Segment Start: Input

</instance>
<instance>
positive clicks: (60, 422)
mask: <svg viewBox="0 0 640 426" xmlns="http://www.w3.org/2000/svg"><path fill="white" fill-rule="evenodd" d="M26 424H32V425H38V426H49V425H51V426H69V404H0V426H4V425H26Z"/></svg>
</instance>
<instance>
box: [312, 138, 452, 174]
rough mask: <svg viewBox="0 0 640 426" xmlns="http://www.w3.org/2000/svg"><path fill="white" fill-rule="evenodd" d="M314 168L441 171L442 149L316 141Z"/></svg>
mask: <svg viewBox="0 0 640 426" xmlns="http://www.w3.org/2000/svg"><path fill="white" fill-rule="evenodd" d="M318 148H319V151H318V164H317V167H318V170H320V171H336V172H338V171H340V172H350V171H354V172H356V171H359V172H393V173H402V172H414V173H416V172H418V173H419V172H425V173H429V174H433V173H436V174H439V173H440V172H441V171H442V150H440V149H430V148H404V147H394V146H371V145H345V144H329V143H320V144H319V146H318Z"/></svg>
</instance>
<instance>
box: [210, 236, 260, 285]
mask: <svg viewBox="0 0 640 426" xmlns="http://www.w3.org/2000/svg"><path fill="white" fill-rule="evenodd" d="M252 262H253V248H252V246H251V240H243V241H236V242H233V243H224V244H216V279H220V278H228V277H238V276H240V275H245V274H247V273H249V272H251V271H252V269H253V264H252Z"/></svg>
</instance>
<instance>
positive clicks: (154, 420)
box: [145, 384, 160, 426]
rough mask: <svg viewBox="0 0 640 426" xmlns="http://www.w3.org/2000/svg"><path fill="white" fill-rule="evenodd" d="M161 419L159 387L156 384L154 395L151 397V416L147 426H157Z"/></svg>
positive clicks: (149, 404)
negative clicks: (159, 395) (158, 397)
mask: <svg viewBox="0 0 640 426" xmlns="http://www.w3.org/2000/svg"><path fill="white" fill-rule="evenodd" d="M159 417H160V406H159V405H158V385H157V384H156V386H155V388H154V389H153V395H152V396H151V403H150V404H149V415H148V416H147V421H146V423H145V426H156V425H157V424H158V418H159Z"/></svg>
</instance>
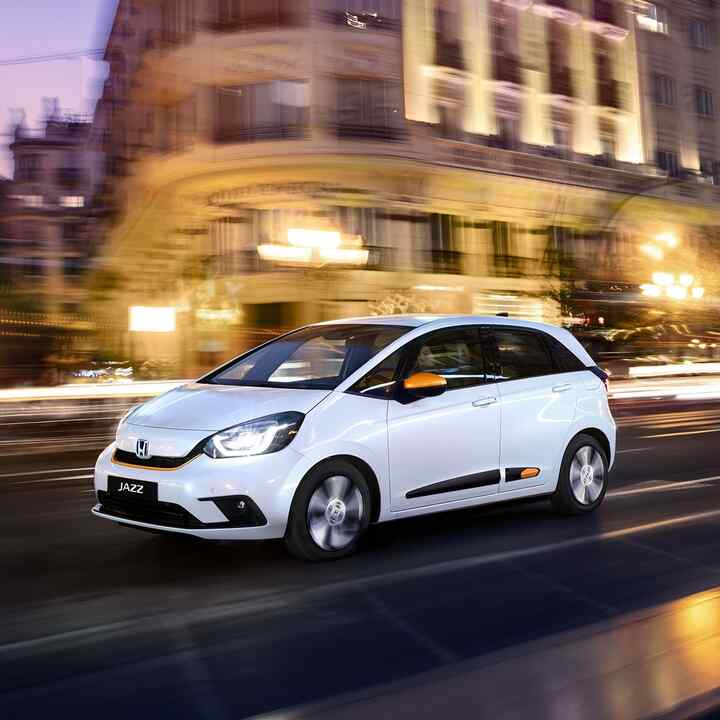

Segment End: Input

Pull out every line in the entries above that contains the word "rough", treating uppercase and lowercase as different.

Solution ->
rough mask: <svg viewBox="0 0 640 426" xmlns="http://www.w3.org/2000/svg"><path fill="white" fill-rule="evenodd" d="M314 168L441 171L442 149L316 141Z"/></svg>
rough mask: <svg viewBox="0 0 640 426" xmlns="http://www.w3.org/2000/svg"><path fill="white" fill-rule="evenodd" d="M161 419L159 387L156 384L154 395L151 397V416L147 426H157Z"/></svg>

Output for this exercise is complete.